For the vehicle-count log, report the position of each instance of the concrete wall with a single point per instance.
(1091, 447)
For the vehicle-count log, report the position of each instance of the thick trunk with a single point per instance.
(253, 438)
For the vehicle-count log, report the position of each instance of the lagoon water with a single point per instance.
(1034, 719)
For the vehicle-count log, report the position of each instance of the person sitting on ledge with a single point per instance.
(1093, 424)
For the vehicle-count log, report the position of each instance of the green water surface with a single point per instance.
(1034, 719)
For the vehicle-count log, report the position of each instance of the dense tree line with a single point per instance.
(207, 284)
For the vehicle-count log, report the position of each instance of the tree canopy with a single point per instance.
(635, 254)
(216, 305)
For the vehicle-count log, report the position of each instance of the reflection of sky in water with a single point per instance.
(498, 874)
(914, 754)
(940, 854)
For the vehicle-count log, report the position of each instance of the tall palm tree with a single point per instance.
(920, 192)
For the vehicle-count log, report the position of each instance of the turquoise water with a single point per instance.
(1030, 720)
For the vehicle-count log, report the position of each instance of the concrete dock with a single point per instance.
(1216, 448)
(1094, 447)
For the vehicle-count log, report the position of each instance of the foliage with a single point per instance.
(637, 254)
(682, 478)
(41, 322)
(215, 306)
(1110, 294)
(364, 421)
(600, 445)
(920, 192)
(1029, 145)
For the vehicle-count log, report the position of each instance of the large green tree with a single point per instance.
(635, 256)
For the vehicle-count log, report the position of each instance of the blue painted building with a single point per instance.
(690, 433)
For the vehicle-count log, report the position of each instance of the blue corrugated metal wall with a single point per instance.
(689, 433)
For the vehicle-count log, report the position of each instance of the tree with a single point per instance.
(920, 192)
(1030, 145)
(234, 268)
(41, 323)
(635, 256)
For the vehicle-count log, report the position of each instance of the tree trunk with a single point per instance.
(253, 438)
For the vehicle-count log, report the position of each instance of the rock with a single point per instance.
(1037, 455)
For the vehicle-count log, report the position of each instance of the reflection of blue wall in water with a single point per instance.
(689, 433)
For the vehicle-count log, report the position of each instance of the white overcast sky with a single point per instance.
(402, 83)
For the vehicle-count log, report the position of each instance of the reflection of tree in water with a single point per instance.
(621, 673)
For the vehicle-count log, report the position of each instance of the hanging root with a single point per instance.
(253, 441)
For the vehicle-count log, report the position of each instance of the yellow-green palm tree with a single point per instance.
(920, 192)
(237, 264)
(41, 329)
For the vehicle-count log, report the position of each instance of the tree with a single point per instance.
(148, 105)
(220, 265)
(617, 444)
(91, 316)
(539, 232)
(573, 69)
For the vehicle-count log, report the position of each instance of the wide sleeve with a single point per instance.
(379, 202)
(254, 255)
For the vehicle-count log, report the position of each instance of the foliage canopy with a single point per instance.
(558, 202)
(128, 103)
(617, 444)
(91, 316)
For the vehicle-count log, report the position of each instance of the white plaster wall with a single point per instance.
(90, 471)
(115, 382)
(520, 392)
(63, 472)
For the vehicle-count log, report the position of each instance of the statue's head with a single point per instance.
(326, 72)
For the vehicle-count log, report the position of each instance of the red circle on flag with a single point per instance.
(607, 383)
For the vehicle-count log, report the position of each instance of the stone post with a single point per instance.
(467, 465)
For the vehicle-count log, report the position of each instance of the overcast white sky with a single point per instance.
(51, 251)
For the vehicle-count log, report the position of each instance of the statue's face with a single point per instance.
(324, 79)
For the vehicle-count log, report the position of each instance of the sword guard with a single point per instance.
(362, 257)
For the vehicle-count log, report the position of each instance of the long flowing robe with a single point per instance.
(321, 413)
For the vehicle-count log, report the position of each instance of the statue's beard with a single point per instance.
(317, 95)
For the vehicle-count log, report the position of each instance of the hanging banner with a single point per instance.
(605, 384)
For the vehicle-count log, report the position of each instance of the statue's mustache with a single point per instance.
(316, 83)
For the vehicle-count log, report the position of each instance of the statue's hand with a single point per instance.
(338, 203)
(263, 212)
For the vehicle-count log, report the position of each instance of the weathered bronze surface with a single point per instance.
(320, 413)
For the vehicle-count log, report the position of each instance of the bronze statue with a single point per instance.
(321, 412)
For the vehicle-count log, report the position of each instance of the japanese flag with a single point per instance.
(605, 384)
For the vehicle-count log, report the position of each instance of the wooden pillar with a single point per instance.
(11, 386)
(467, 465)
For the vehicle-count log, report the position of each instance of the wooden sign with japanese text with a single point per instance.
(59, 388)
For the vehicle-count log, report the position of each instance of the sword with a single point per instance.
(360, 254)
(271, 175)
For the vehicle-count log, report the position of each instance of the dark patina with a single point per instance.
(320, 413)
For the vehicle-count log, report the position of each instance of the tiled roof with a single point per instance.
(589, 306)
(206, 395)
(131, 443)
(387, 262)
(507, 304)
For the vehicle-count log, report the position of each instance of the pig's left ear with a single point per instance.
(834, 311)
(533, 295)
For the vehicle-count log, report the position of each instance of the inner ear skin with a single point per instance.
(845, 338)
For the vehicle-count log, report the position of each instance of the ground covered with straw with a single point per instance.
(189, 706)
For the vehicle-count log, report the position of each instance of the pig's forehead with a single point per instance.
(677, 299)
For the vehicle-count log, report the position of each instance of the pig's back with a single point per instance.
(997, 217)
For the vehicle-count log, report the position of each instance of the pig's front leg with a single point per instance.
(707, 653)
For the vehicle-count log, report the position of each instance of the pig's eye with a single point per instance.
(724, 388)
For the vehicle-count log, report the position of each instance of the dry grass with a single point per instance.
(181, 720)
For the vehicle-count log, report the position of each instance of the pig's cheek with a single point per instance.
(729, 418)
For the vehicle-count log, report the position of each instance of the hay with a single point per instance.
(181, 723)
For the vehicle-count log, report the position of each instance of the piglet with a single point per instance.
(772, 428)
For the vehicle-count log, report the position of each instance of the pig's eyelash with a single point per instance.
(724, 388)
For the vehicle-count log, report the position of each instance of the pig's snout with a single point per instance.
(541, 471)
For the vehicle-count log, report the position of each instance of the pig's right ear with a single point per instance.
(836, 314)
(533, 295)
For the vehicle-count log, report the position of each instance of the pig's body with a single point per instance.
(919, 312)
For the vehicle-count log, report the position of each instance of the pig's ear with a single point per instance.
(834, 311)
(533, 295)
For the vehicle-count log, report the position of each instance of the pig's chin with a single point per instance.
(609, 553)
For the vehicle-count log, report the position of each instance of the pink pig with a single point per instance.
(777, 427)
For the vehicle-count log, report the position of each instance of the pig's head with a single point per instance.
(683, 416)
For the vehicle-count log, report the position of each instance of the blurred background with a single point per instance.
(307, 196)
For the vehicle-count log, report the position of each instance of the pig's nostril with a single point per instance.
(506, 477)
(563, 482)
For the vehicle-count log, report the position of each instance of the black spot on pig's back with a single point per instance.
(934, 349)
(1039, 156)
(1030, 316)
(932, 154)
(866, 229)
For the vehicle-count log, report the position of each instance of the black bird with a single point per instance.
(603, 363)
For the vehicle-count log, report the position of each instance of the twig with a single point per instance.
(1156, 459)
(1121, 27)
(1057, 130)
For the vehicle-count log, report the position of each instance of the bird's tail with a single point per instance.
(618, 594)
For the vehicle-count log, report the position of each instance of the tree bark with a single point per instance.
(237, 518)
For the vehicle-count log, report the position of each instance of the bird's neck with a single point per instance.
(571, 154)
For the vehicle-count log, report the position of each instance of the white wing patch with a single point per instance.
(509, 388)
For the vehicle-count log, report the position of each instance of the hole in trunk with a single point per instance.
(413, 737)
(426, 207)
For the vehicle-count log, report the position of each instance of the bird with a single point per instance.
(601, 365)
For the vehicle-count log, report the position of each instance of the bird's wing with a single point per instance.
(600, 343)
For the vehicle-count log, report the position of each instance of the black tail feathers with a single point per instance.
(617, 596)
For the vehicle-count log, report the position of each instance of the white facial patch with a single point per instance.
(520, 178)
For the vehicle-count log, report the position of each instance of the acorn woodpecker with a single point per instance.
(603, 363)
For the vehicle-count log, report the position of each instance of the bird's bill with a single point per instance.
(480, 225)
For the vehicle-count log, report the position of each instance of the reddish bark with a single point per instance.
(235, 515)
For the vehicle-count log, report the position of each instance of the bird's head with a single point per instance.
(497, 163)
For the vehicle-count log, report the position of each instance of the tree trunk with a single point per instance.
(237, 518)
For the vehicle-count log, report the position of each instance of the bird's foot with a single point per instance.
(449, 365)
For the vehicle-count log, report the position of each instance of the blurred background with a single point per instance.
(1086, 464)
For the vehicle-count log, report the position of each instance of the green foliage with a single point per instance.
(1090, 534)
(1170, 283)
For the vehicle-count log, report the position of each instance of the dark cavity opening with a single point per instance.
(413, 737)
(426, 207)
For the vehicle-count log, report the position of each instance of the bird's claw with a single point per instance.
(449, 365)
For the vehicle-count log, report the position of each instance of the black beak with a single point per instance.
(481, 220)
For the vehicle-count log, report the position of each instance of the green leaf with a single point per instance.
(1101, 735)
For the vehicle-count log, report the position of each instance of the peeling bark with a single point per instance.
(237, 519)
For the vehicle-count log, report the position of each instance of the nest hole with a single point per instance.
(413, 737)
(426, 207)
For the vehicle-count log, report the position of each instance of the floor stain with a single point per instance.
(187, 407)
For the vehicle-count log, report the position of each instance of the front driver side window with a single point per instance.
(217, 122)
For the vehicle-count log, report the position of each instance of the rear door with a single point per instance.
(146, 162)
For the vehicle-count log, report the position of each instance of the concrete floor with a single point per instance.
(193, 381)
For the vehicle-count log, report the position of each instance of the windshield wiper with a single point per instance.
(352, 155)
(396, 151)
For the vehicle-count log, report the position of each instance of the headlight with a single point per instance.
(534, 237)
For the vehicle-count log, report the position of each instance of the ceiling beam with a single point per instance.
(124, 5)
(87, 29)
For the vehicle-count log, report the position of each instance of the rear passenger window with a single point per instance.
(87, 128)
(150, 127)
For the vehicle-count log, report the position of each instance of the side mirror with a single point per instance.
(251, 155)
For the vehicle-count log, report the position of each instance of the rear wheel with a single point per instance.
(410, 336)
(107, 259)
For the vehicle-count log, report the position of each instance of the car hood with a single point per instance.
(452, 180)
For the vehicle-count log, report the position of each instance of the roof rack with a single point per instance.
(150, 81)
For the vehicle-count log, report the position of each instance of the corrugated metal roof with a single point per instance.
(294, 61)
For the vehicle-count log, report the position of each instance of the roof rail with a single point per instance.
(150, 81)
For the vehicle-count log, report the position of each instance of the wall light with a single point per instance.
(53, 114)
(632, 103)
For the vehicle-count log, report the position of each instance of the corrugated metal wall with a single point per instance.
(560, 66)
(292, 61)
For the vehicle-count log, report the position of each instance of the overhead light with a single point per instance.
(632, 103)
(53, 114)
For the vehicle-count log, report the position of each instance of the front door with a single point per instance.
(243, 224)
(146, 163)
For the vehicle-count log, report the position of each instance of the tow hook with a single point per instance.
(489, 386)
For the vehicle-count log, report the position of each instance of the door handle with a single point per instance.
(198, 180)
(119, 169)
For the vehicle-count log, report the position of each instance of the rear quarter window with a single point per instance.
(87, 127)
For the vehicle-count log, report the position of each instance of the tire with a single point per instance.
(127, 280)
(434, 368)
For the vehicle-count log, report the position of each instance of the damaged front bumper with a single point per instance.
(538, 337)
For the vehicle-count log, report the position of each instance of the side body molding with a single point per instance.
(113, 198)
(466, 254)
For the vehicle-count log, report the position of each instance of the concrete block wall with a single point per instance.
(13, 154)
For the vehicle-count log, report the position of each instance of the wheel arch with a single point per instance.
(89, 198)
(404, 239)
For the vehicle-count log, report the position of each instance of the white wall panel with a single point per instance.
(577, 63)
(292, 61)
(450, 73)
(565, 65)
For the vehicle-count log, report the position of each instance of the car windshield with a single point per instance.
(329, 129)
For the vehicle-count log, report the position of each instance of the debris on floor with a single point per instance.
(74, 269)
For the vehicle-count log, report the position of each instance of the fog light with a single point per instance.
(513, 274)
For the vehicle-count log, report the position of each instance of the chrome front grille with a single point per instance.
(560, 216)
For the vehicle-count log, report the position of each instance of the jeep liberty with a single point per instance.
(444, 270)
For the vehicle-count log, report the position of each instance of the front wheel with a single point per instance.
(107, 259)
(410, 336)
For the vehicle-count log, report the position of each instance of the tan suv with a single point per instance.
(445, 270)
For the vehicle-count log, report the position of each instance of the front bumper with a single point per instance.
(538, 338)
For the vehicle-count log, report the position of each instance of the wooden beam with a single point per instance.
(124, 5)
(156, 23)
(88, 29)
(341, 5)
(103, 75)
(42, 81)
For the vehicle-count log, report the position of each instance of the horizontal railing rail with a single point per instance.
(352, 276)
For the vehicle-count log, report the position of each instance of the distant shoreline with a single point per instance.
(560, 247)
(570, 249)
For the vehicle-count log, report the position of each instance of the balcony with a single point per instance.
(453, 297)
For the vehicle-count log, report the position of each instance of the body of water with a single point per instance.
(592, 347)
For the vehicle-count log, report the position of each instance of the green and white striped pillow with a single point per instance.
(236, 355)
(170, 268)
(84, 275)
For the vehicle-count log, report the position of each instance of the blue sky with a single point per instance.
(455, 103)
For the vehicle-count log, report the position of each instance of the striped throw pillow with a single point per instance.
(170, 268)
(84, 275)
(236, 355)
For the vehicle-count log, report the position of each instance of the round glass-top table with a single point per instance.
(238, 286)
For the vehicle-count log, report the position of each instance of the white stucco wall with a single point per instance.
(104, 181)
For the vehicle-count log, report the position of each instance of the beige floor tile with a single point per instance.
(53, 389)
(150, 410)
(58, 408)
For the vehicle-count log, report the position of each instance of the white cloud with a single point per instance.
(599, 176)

_ _ _

> [Problem description]
All lines from the one holding "tile with a single point per instance." through the final line of the material must be set down exactly, and nothing else may be added.

> [Response to this exercise]
For the vehicle-count log, report the position of each instance of the beige floor tile with a single point per instance.
(53, 389)
(150, 410)
(58, 408)
For the vehicle-count log, report the position of each instance of the white cloud with a single point per instance.
(599, 176)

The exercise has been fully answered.